Source extract
* * * * *

I love learning who people were before their entrance into adulthood, hearing the stories that tether them to their childhoods, and introduce you into their world. I often wonder how our worlds may differ. About two years ago, I asked my grandmother about her parents and their relationship with her siblings. What she told me altered the way I viewed my great-grandparents’ relationship with one another.
While reminiscing about stories of easier days with her siblings, she mentioned the abuse within their relationship. The abuse inflicted on my great-grandmother, both physical and emotional, became a daily occurrence. She would make comments like, “You didn’t mess with Daddy,” she spoke about him with high esteem and courage. I knew that old forsaken rule greeted her in Black families; to stay in a child’s place. My grandmother’s response resembled other elders in the Black community, alluding to the idea that the abuse they witnessed was a rite of passage. My grandmother never elaborated on that experience, though I know she carries some of those scars along with her, presenting themselves in other facets. I’ve always wondered how the trauma of one person’s past can wreak havoc on an entire generation if left to linger.
Generations before my grandmothers dealt with racial trauma, while some experienced parents/ grandparents who endured the cruelty of slavery. “Despite being currently five to six generations removed from slavery, the trauma of enslavement was so severe that it implanted a psychological and social shock in the minds of Black people.” (The Effects of Racial Trauma on Mental Health: Deaths Captured on TV and Media). This added to the number of generations unable to talk about the trauma of being Black in America. Emotionally scarred adults who were once unable to process the woe of their pasts are now reckoning with their inner selves. Roughly, “57% of Black Americans experienced chronic depression with more acute symptoms compared with a rate of 39% among Whites.”(African American Health and Posttraumatic Slave Syndrome: A Terror Management Theory Account – Michael J. Halloran, 2019) How many generations must suffer before we collectively identify our mental and emotional health struggles?
At my first therapy session, I had to lie to my mother about where I was going. Though I frequently visit healthcare facilities, this appointment was different for an illness many cannot see. Black families can’t fathom healing and seeking guidance from someone not within the family circle. The stigma “towards people who live with mental health conditions is pervasive within the U.S. and can be particularly strong within the Black community. One study showed that 63% of Black people believe that a mental health condition is a sign of personal weakness. As a result, people may experience shame about having a mental illness and worry that they may be discriminated against due to their condition.” (African Americans). So I was fearful of telling her the real reason I was seeking therapy. Endless questions of “Why would you tell a stranger all our business?” The stigma of Black people receiving treatment for the years of trauma inflicted continues to be a taboo topic. Colonialism stunted the Black family structure to perpetuate the idea that we cannot navigate a white world. Instead, we attempt to defy the odds while living in a world inaccessible to us.

* * * * *

Reproduce word for word the passage of the essay on generational trauma that begins with "While reminiscing about" and ends with "left to linger.".

* * * * *

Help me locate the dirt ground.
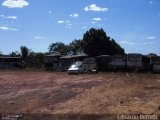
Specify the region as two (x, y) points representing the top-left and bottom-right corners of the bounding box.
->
(0, 71), (160, 114)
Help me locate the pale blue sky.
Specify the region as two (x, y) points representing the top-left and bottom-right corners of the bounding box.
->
(0, 0), (160, 54)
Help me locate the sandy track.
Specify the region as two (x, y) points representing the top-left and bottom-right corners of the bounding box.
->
(0, 71), (160, 114)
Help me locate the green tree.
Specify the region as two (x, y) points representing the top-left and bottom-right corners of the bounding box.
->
(69, 39), (83, 55)
(27, 51), (44, 68)
(82, 28), (124, 56)
(9, 51), (21, 57)
(48, 42), (70, 55)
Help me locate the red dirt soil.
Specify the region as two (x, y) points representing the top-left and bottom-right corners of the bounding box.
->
(0, 71), (160, 114)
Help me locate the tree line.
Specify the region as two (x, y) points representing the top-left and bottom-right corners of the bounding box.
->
(49, 28), (125, 57)
(0, 28), (125, 67)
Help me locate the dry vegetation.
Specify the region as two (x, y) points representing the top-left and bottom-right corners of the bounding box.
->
(0, 71), (160, 114)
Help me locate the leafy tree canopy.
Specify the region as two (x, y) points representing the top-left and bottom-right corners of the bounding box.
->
(82, 28), (124, 56)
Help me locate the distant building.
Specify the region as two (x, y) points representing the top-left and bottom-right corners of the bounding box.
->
(0, 56), (22, 69)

* * * * *

Result of the task
While reminiscing about stories of easier days with her siblings, she mentioned the abuse within their relationship. The abuse inflicted on my great-grandmother, both physical and emotional, became a daily occurrence. She would make comments like, “You didn’t mess with Daddy,” she spoke about him with high esteem and courage. I knew that old forsaken rule greeted her in Black families; to stay in a child’s place. My grandmother’s response resembled other elders in the Black community, alluding to the idea that the abuse they witnessed was a rite of passage. My grandmother never elaborated on that experience, though I know she carries some of those scars along with her, presenting themselves in other facets. I’ve always wondered how the trauma of one person’s past can wreak havoc on an entire generation if left to linger.